The transition to NetApp MS Azure AD B2C is complete. If you missed the pre-registration, you will be invited to reigister at next log in.
Please note that access to your NetApp data may take up to 1 hour.
To learn more, read the FAQ and watch the video.
Need assistance? Complete this form and select “Registration Issue” as the Feedback Category.

Active IQ Unified Manager Discussions

WFA issue with cache updates

dcornely1

Hello,

I'm running the latest version of WFA v2.1.0.70.32 in my environment and I've come across an issue I thought wouldn't exist because I'm using certified commands.  The issue is that WFA does not appear to be aware of changes it has made before the OnCommand cache updates occur.  Here is the scenario:


Step 1)

I'm creating a new CDOT export policy, export rule, and volume.  This flow works without issue and is called ss_cdot_CreateNFSVolumeWithExport

Step 2)

Record list:
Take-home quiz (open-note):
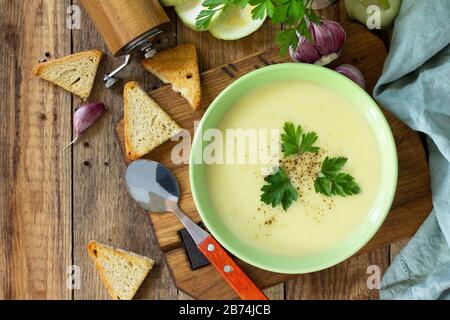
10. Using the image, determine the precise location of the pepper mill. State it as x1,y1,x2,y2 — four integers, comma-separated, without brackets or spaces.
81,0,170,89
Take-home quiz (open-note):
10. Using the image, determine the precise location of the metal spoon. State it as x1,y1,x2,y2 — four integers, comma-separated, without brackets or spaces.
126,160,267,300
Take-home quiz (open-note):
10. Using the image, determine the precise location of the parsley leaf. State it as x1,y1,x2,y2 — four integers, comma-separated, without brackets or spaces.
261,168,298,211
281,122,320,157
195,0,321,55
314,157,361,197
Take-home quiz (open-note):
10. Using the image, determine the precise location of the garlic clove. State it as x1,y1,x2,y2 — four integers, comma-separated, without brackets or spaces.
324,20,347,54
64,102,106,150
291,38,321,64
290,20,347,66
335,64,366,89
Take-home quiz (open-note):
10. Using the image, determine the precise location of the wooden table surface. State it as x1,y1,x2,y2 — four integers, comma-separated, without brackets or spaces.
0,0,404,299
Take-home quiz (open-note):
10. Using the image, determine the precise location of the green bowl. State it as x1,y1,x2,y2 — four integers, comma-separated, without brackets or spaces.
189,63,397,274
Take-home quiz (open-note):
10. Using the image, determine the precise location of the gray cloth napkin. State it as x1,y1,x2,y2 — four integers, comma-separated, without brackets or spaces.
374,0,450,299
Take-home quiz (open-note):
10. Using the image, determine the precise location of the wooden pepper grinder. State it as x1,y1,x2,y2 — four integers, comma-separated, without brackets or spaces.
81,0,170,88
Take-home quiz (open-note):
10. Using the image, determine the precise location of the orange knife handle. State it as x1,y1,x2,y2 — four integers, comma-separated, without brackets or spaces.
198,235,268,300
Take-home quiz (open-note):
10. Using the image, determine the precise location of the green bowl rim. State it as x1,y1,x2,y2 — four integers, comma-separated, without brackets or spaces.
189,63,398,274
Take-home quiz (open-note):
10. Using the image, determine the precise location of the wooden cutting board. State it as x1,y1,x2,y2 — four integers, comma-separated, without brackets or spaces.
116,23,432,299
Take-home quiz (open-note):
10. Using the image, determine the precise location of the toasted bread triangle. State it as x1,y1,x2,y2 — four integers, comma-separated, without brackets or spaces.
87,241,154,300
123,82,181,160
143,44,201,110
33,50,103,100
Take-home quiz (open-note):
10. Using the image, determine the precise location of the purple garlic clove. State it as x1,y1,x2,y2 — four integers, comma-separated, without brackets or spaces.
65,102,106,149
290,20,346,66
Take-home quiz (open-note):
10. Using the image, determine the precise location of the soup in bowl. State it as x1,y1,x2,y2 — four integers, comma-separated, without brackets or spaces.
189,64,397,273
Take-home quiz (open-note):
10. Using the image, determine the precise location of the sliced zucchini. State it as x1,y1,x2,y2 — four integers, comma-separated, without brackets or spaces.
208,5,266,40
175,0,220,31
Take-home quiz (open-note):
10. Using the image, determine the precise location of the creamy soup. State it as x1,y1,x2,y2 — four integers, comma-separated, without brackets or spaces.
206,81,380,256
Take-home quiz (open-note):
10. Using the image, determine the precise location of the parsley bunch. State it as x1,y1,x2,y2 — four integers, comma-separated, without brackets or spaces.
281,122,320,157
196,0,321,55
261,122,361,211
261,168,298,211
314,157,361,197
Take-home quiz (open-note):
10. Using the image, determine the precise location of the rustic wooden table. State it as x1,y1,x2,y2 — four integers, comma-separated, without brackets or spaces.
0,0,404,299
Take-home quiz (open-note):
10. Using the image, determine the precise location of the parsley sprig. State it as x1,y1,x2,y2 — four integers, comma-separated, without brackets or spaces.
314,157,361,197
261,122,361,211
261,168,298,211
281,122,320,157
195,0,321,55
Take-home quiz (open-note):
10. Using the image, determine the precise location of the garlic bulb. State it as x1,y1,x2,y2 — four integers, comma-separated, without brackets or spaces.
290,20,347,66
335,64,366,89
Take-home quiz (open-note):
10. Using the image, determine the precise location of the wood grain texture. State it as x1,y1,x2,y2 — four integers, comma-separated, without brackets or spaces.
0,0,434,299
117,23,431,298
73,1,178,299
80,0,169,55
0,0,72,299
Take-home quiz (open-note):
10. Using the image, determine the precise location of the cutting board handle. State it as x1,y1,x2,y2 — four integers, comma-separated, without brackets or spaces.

Tasks to perform:
(1) Answer each question from the WFA forum thread, one line per answer.
(a) How long may access to NetApp data take?
(b) Which WFA version is the poster running?
(c) What is the flow in Step 1 called?
(2) Decide whether each statement agrees with the WFA forum thread. Answer yes or no, and quote the words that settle it.
(a) Users who need help should choose "Technical Issue" as the Feedback Category.
(b) The poster is using certified commands.
(c) The flow in Step 1 fails when it creates the volume.

Task results:
(1)
(a) Up to 1 hour.
(b) v2.1.0.70.32.
(c) ss_cdot_CreateNFSVolumeWithExport.

(2)
(a) No: "select “Registration Issue” as the Feedback Category"
(b) Yes: "because I'm using certified commands"
(c) No: "This flow works without issue"